Task list:
1. Name every depot that the 105 series passage gives as a base for the JR-West sets.
2. Write the next part of the 105 series passage, starting after its final sentence.

The  is a DC electric multiple unit (EMU) train type formerly operated by Japanese National Railways (JNR), and currently operated on local services by West Japan Railway Company (JR West) in Japan since 1981. They were also formerly operated by East Japan Railway Company (JR East).

Overview
The 105 series was introduced in 1981 to replace early EMU types operating on the Fukuen Line, Ube Line, and Onoda Line in western Japan. The rural nature and low line speed of these lines meant that 101 series or 103 series commuter EMUs would have been unnecessarily over-powered with their high proportion of motored cars, and so the 105 series was designed with one motored car per two cars.

The first sets introduced were 105-0 series two-car sets which were newly built in 1981 with three pairs of doors per side. 105-500 series two-car sets were later introduced, converted from former 103 series EMU cars, with four pairs of doors per side.

As of 1 April 2012, 56 2-car sets are operated by JR-West, based at Hineno, Okayama, Shimonoseki, and Hiroshima depots.

[Extracted records]
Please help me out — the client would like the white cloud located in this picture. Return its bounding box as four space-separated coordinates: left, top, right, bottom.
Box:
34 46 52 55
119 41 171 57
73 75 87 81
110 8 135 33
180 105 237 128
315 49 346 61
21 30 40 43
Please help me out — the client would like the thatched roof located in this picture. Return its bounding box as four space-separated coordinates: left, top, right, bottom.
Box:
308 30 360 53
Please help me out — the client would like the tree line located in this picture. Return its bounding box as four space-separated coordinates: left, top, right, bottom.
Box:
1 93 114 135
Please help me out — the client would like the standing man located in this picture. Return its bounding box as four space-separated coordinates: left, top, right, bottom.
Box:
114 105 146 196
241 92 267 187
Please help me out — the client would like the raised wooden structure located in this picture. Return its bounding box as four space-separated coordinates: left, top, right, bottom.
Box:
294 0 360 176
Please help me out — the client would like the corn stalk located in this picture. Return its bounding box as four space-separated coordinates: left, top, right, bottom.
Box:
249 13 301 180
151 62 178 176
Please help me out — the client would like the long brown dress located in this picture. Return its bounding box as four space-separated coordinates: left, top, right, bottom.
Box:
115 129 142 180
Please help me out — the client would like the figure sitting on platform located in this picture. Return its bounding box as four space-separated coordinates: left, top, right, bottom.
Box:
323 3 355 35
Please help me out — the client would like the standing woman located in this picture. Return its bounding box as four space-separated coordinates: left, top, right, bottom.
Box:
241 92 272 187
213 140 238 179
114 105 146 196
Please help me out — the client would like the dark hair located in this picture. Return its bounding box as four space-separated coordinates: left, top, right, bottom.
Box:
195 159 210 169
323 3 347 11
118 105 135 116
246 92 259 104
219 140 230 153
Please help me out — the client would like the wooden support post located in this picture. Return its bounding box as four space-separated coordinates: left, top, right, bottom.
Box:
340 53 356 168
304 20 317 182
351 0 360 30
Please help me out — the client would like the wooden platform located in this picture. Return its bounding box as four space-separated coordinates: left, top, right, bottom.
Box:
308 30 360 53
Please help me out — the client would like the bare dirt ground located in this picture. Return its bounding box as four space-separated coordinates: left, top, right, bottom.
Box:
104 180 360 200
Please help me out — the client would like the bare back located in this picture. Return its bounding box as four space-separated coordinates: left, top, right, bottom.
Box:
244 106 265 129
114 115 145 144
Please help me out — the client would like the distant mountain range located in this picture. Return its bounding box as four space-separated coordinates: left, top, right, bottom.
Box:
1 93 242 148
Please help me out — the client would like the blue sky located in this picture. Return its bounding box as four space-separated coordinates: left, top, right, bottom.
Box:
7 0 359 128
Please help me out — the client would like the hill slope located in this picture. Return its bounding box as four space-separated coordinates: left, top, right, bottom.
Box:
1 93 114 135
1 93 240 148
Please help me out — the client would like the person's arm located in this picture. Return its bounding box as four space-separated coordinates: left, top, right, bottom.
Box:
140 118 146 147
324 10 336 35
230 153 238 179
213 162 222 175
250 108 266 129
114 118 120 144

Answers to each task:
1. Hineno, Okayama, Shimonoseki, and Hiroshima

2.
105-0 series
60 105-0 series vehicles were built in 1981, formed as two-car sets for use on the Onoda Line and Ube Line, and four-car sets for use on the Fukuen Line. Initially, these sets were not equipped with air-conditioning.

Formations
These were originally formed as follows.

4-car sets

The KuMoHa and MoHa cars were each equipped with one lozenge-type pantograph.

2-car sets

The KuMoHa cars are equipped with one lozenge-type pantograph.

Interior
Seating accommodation consists of longitudinal bench seating throughout each car.

105-500/600 series

The 105-500/600 series variant was introduced from October 1984, coinciding with the electrification of the Nara Line between Kyoto and Nara, and the Wakayama Line between Wakayama and Gojō. Budget restraints prevented the construction of new trains, and instead, former Jōban Line 103-1000 series EMU cars made surplus by the introduction of 203 series EMUs were modified with the addition of new cab ends to form 2-car 105-500 series sets.

Senseki Line sets

In March 1987, four former 103 series air-conditioned driving cars were converted to become 2-car 105 series sets for use on the Senseki Line in the Sendai area. These sets retained the original non-gangwayed 103 series cab ends.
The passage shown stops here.